| AVAILABLE DATA |
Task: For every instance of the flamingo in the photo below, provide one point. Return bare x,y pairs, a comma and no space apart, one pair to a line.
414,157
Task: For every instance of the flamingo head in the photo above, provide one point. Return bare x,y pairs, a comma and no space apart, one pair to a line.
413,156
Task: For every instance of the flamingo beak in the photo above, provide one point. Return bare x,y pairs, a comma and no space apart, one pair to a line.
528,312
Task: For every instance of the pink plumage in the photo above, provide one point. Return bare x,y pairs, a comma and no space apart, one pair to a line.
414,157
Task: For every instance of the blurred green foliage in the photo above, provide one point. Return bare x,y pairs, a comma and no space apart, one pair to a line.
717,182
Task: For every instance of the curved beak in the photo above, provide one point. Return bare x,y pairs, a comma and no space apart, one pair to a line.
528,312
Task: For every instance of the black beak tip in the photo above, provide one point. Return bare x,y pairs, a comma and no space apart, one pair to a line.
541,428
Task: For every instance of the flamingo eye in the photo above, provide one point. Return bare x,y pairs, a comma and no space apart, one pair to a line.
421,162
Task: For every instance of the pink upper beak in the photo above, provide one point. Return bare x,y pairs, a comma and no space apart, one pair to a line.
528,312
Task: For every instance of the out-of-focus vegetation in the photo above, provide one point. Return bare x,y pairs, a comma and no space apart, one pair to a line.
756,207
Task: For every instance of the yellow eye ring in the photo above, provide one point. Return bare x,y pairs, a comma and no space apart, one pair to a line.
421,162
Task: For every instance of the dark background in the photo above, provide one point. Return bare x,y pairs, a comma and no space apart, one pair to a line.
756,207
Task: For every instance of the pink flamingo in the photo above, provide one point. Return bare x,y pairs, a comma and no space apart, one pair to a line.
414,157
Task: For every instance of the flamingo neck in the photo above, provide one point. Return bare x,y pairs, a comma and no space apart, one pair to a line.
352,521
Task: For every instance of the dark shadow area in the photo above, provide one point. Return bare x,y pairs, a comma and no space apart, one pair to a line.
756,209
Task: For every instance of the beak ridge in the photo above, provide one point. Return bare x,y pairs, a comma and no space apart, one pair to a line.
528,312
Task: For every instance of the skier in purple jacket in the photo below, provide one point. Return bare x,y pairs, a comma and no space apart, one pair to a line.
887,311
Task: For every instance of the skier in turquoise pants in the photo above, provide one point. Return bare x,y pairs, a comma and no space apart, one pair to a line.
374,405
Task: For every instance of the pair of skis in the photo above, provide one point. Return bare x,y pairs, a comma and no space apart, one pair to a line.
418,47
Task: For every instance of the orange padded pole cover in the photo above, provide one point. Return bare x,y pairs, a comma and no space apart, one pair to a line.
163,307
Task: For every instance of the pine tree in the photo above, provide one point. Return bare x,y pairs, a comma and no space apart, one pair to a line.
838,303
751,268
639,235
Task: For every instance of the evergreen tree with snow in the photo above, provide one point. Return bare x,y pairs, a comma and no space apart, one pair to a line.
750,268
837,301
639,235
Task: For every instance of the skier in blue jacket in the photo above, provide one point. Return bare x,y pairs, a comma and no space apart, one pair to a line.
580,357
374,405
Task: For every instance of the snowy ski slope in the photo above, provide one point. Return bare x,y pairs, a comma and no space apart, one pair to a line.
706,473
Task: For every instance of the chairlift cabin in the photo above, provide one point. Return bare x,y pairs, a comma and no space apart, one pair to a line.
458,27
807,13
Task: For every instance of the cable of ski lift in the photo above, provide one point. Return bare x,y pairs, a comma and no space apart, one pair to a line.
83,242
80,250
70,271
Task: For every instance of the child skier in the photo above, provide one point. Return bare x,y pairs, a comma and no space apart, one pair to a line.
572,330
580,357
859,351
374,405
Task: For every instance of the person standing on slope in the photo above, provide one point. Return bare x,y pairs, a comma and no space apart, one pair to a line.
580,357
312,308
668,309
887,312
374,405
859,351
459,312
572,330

| WORK REQUIRED |
Beginning at the line that contains "Task: For every instance of the person", retype each line of the listing up to and including the last one, exactly as it stands, and nothing else.

| OUTPUT FOR THIS EXERCISE |
Task: For every instance of the person standing on slope in the photo above, provide one point. Return bare x,y pairs, a comma and no space apart, one pair to a line.
580,357
312,308
668,309
887,312
374,405
859,351
459,312
572,330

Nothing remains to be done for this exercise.